Segment Start: Extracted information

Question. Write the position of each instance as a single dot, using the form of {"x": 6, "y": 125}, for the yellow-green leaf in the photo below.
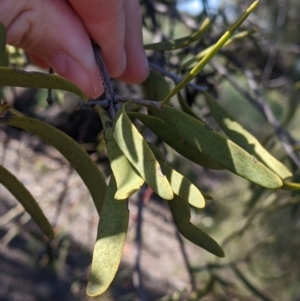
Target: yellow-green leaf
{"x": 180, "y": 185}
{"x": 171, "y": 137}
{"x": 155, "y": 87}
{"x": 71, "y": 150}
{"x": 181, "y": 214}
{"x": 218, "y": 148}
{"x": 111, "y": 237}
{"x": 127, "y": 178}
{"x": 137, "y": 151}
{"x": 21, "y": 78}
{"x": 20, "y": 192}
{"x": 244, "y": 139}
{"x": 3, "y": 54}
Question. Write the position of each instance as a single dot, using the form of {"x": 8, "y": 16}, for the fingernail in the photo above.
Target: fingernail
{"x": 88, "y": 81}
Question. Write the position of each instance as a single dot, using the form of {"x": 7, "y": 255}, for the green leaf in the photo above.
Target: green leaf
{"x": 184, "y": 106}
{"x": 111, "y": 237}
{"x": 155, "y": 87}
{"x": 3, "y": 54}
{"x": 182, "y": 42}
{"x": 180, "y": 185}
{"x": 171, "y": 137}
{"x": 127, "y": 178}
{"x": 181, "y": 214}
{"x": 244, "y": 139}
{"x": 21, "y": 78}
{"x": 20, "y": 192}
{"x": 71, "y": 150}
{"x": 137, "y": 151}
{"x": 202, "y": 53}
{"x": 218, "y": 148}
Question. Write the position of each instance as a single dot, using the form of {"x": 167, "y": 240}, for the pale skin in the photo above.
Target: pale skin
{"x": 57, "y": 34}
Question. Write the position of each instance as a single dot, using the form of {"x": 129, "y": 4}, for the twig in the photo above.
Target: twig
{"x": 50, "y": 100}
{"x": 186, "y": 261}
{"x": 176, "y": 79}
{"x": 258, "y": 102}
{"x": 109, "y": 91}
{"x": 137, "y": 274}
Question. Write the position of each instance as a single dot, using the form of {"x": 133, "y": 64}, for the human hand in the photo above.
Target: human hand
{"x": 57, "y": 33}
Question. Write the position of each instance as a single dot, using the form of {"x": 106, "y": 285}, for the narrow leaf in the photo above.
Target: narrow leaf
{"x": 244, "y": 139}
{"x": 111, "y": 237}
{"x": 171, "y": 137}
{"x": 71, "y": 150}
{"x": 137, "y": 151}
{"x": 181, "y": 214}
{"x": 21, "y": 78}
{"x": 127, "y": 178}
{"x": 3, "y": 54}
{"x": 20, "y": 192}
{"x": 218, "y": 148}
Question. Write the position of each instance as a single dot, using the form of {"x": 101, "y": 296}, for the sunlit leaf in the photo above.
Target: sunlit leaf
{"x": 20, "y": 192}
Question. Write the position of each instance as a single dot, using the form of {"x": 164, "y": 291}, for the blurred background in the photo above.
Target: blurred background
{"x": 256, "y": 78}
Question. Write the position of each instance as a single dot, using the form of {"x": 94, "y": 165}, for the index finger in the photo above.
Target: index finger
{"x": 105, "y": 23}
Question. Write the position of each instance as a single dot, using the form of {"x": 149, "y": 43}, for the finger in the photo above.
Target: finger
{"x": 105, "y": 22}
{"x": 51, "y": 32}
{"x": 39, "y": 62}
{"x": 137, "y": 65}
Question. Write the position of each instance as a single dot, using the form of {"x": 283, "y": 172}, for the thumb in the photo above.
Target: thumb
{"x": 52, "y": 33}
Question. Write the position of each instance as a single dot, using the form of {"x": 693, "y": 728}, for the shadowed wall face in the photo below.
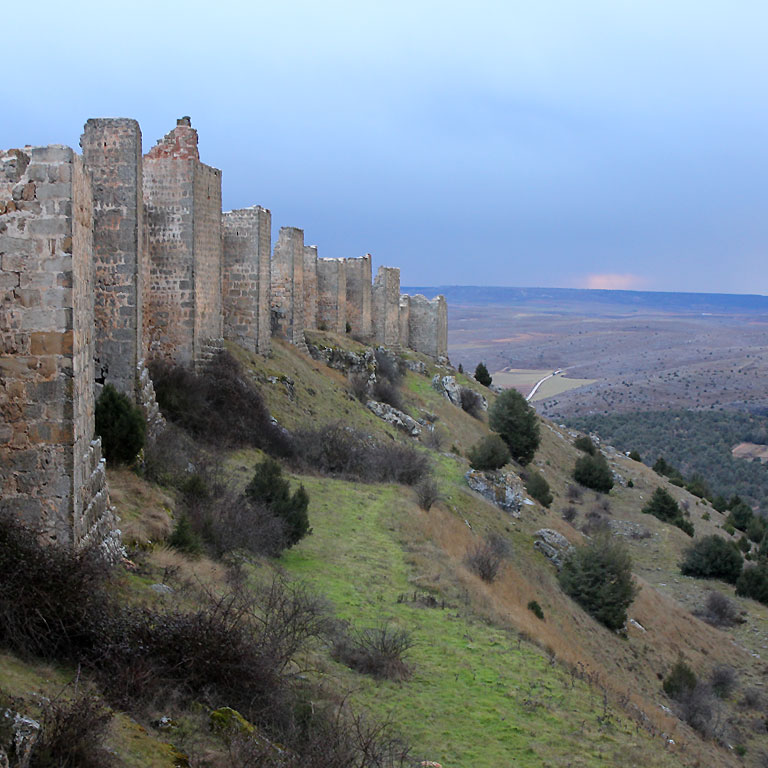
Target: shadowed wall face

Segment End: Extracted information

Scan the listing for "face" and copy out each line that has it.

-- Output of the exercise --
Question. Write the position of each instance as a single dot, using the form of {"x": 693, "y": 728}, for the shadowed wall face in the photo below.
Target: shadowed wall face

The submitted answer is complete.